#### Exercise requirements
1. Please decide whether each statement agrees with the text below on medication-assisted addiction treatment: (a) Vivitrol contains no opiate and is not a controlled substance; (b) patients receive Vivitrol as a weekly shot; (c) the text says MAT is required for everyone in addiction treatment. Answer yes or no for each, and quote the deciding words of the text.
2. Carry on the text below on medication-assisted addiction treatment, starting after its final sentence.

#### Text

■ ■ ■

Suboxone diversion concerns some doctors.  These concerns are valid. The best article about buprenorphine I’ve come across appeared in the NY Times last November. Some medical professions are very loose when prescribing it, while others run a very tight ship. I prefer the latter group.

Vivitrol is injectable naltrexone. Because there isn’t any opiate or synthetic opiate in it, it is not a controlled substance. Any doctor can prescribe it. Patients get a shot 1x a month. Vivitrol helps reduce cravings and it mostly blocks the euphoric effects of opiates. When combined with therapy, 12-step meetings and/or other lifestyle changes, it can be quite effective. This is the MAT that I prefer and try first with people that see me.

There have been numerous instances where people in 12-step programs (AA or NA) have told new members that they shouldn’t take medication or that they “aren’t really clean” if they are using medication to assist their recovery. Those individuals are flat-out wrong. Dr. Lou Baxter, the past president of the American Society of Addiction Medicine (ASAM) recently wrote an article about MAT’s. His most recent article refutes false statements by self-appointed people that claim to speak on behalf of 12-step programs that people in recovery shouldn’t take medications to help quit drugs. Dr. Baxter argues:

Although there is no dispute that abstinence from alcohol and other drugs with potential for addiction is the foundation for sustaining recovery in most instances, there are other cases where MAT, especially for persons with co-occurring illnesses, is essential to obtain and sustain term recovery.

In the late 1980’s it was discovered by NIH that addiction was a brain disease. Since that time, medications with FDA approval have been developed to target those areas of the brain. These medications have shown great efficacy in assisting patients into and sustaining recovery. Every other chronic medical disease employs and encourages the use of medications in concert with life-style changes. Addiction medicine should examine the benefit of following suit.

MAT in addiction treatment is not required for everyone, but used in conjunction with 12- step programs and other biopsychosocial interventions, for those that need it, has shown to be invaluable in appropriate cases.

■ ■ ■

#### Provided information
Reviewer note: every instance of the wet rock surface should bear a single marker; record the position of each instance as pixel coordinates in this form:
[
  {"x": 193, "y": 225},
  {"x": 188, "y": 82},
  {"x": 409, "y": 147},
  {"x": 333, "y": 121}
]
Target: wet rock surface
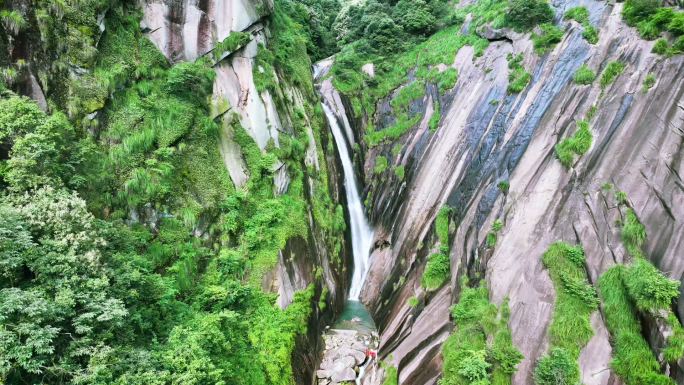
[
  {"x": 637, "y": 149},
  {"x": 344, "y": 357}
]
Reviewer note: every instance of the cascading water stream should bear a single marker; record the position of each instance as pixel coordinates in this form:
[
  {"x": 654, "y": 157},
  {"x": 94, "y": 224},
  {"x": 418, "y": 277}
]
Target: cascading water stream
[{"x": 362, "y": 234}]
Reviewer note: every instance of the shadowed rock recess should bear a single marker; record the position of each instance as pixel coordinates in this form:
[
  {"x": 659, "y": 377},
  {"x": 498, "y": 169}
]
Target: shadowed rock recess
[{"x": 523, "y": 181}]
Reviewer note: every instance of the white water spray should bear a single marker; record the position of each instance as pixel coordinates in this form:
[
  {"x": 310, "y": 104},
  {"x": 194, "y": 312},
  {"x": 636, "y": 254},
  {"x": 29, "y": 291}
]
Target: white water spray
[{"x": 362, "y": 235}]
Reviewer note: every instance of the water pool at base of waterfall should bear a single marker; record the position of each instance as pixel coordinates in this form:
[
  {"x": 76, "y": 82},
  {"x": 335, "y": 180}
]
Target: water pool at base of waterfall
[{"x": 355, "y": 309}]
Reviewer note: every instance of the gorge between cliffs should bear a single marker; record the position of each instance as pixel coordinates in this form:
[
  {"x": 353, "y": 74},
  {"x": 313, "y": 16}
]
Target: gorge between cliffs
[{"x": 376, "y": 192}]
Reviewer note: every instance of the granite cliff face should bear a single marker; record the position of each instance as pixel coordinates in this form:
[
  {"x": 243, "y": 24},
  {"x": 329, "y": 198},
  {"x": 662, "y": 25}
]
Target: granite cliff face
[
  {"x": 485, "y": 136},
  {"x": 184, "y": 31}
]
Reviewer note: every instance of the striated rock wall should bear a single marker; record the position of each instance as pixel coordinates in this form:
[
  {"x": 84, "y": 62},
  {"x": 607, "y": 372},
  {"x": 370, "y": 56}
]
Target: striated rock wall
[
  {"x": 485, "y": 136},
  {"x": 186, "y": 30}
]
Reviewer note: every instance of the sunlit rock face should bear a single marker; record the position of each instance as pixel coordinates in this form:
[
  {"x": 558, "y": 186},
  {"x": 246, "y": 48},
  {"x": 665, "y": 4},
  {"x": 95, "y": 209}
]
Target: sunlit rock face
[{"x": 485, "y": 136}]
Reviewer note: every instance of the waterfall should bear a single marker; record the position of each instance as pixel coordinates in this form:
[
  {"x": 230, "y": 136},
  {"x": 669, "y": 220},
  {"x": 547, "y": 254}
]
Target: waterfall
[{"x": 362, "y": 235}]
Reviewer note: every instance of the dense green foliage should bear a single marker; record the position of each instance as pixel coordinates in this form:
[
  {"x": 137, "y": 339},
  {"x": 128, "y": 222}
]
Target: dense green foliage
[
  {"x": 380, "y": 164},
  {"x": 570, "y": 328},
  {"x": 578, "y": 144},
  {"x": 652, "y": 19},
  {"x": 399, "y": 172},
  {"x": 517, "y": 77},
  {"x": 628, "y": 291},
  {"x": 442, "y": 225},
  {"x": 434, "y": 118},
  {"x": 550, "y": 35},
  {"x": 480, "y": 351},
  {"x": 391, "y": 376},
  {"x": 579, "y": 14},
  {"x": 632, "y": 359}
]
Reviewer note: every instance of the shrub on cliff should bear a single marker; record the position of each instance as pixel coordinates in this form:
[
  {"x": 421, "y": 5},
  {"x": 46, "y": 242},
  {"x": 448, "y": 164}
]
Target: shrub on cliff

■ ■ ■

#### Answers for each item
1.
(a) Yes: "Because there isn’t any opiate or synthetic opiate in it, it is not a controlled substance."
(b) No: "Patients get a shot 1x a month."
(c) No: "MAT in addiction treatment is not required for everyone"

2.
Another barrier to effectively using MAT’s has been that insurance companies rarely pay for them. Stuart Gitlow is the current president of ASAM and has been speaking and writing about the importance of MAT’s for the last several years. Last winter, he wrote an article about the barriers created by insurance companies (and some other impediments as well). Some directly-quoted highlights:

(1) …state governments and insurance companies regularly deny patients access to FDA-approved medications that could help reverse the epidemic of opioid addiction and overdose deaths. A new report released by ASAM examined the effectiveness of opioid medications and found these medications to be effective, safe and cost-effective when used for long-term maintenance treatment.

(2) Restrictions vary widely from state to state and from insurance company to insurance company, with almost none of them adhering to best practices research-based protocols for these medications.

(3) Addiction is a treatable chronic disease with success and relapse rates comparable to other chronic diseases such as diabetes and hypertension.

(4) None of the medications by themselves should be considered effective treatments for opioid dependence.

(5) Treatment professionals need to overcome their own prejudices against addiction medications and begin using them in comprehensive treatment protocols for the disease of addiction.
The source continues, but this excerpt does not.